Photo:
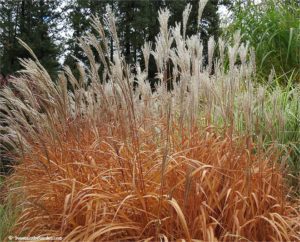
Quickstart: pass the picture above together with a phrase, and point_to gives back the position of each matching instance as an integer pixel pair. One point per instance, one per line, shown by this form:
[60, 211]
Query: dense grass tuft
[199, 187]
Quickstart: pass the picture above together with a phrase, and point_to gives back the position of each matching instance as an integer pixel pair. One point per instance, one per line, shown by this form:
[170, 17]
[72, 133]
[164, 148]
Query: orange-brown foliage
[199, 186]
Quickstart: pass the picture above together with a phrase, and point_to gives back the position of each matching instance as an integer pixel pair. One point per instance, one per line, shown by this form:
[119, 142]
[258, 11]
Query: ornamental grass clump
[111, 159]
[199, 186]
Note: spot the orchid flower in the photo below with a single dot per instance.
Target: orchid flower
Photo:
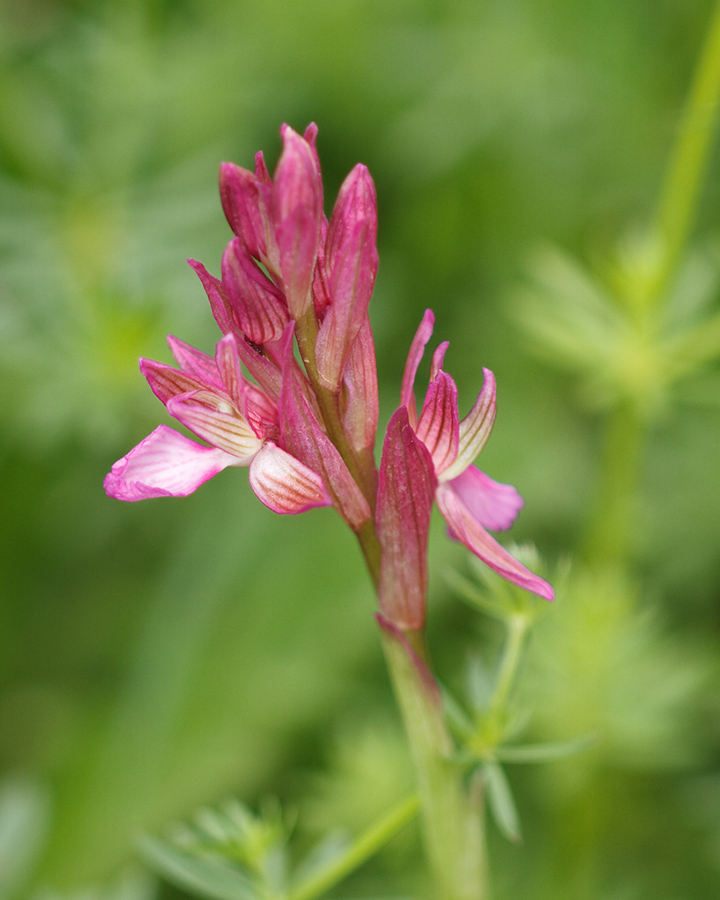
(237, 419)
(429, 456)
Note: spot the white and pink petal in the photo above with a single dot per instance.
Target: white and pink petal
(164, 464)
(494, 505)
(475, 428)
(283, 483)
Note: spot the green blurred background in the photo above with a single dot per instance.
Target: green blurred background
(157, 656)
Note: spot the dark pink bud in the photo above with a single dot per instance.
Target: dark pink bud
(303, 437)
(406, 488)
(259, 306)
(351, 261)
(245, 198)
(297, 215)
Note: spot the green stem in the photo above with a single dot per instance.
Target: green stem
(361, 849)
(361, 466)
(451, 822)
(688, 160)
(517, 629)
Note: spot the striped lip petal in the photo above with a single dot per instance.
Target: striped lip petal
(437, 427)
(465, 528)
(215, 420)
(297, 212)
(406, 486)
(475, 428)
(164, 464)
(283, 483)
(228, 366)
(417, 348)
(167, 382)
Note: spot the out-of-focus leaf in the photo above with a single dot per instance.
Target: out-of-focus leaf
(23, 821)
(208, 877)
(501, 802)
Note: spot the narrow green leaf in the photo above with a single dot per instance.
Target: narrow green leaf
(501, 802)
(531, 753)
(206, 877)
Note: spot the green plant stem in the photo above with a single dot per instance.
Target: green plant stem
(609, 534)
(452, 823)
(361, 849)
(609, 537)
(688, 160)
(517, 629)
(360, 465)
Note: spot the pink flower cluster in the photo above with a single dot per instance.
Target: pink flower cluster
(307, 431)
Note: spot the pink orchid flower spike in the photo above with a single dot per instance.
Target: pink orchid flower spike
(468, 499)
(238, 420)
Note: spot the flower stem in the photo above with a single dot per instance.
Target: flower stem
(451, 822)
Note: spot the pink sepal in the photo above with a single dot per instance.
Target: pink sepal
(417, 348)
(164, 464)
(228, 368)
(465, 528)
(297, 214)
(360, 417)
(302, 436)
(475, 428)
(167, 382)
(283, 483)
(194, 362)
(437, 427)
(214, 419)
(406, 487)
(222, 311)
(244, 199)
(258, 305)
(430, 687)
(492, 504)
(353, 266)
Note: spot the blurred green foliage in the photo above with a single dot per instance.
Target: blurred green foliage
(157, 656)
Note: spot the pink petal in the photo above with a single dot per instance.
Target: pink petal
(475, 428)
(284, 484)
(259, 306)
(166, 382)
(360, 417)
(303, 437)
(297, 214)
(466, 529)
(228, 366)
(214, 419)
(406, 487)
(244, 201)
(194, 362)
(219, 304)
(165, 464)
(492, 504)
(437, 427)
(417, 348)
(352, 265)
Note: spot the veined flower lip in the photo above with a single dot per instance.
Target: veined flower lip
(469, 501)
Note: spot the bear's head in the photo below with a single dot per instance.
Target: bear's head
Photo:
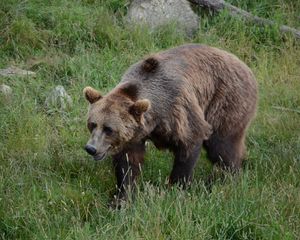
(114, 120)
######
* _Work required_: Can you copy out the whole listing above line for line, with no changes, and leave out the pictures?

* _Full answer_:
Photo:
Quickstart: pass the picture above together with a phrase, and point_to gives back the position of each matching instance as an integer pixel pair. One point per instance, one per line, shown by this form:
[60, 211]
Query: dense grass tuft
[199, 187]
Quickstart: pass the picture above together with a phrase, and point_to gives back the position of each matching instance as an integer pixel pair. One point per instance, one per line, shown by this form:
[170, 17]
[72, 133]
[164, 148]
Query: orange-brown foliage
[199, 186]
Quickstart: pass the picture above together with a phrase, and point_to gives back the position of each matching instance as an integer pixel pair. One point per instance, one per line, shown by this form:
[119, 142]
[258, 11]
Query: ornamental grass clump
[111, 159]
[199, 186]
Note: spot the orchid flower in the photo below with a single dot per instance.
Target: orchid flower
Photo:
(237, 419)
(429, 456)
Note: spot the white and pink petal in the photo above with a single dot per instance.
Target: white and pink petal
(164, 464)
(494, 505)
(475, 428)
(283, 483)
Note: spot the green blurred background in the photo above with a single dot per instance.
Target: green blurred background
(157, 656)
Note: spot the dark pink bud in the photo above with a single dot per instance.
Target: dark pink bud
(303, 437)
(406, 488)
(259, 306)
(351, 261)
(245, 198)
(297, 215)
Note: spot the green stem in the photo above with a single dot per instance.
Target: green stem
(361, 849)
(361, 466)
(451, 822)
(688, 160)
(517, 629)
Note: spot the striped lip petal in the photo above with a single dot per instance.
Target: striped lip petal
(437, 427)
(465, 528)
(215, 420)
(297, 212)
(406, 486)
(475, 428)
(164, 464)
(283, 483)
(228, 366)
(417, 348)
(167, 382)
Note: spot the out-of-focus leaf in the photo above with a single dot per instance.
Target: out-of-focus leaf
(23, 821)
(208, 877)
(501, 802)
Note: spot the narrow green leaf in the photo above with a single dot per instance.
Target: narrow green leaf
(501, 802)
(531, 753)
(206, 877)
Note: spot the green plant stem in the photo above with a single dot per instance.
Target: green plant stem
(609, 534)
(452, 823)
(361, 849)
(609, 537)
(688, 160)
(517, 629)
(360, 465)
Note: spot the pink flower cluster in the photo above with a single dot per instance.
Target: pink flower cluster
(307, 431)
Note: spot the pink orchid flower spike in the photo above with a single dot per instance.
Target: pink orchid flower spike
(468, 499)
(238, 420)
Note: spot the flower stem in the photo above with a single dot per instance.
Target: flower stem
(451, 822)
Note: spot the pink sepal in the photo above with a single dot per instance.
Target: pink sepal
(417, 348)
(164, 464)
(228, 368)
(465, 528)
(297, 214)
(360, 417)
(302, 436)
(475, 428)
(167, 382)
(283, 483)
(194, 362)
(437, 427)
(214, 419)
(406, 487)
(222, 311)
(244, 199)
(258, 305)
(430, 687)
(492, 504)
(353, 266)
Note: spot the blurred green foliage in the photo above with a single dot per instance.
Target: blurred green foliage
(157, 656)
Note: spot the pink petal in the photo above with a single dot per instance.
Target: pink petal
(475, 428)
(284, 484)
(259, 306)
(166, 382)
(360, 417)
(303, 437)
(297, 214)
(466, 529)
(228, 366)
(214, 419)
(406, 487)
(244, 201)
(194, 362)
(219, 304)
(165, 464)
(492, 504)
(437, 427)
(417, 348)
(352, 265)
Note: spot the veined flower lip in the photo above with a single dot per instance.
Target: veined flower lip
(469, 501)
Note: spot the bear's head in the photo below with a single dot per instance.
Target: bear's head
Photo:
(114, 120)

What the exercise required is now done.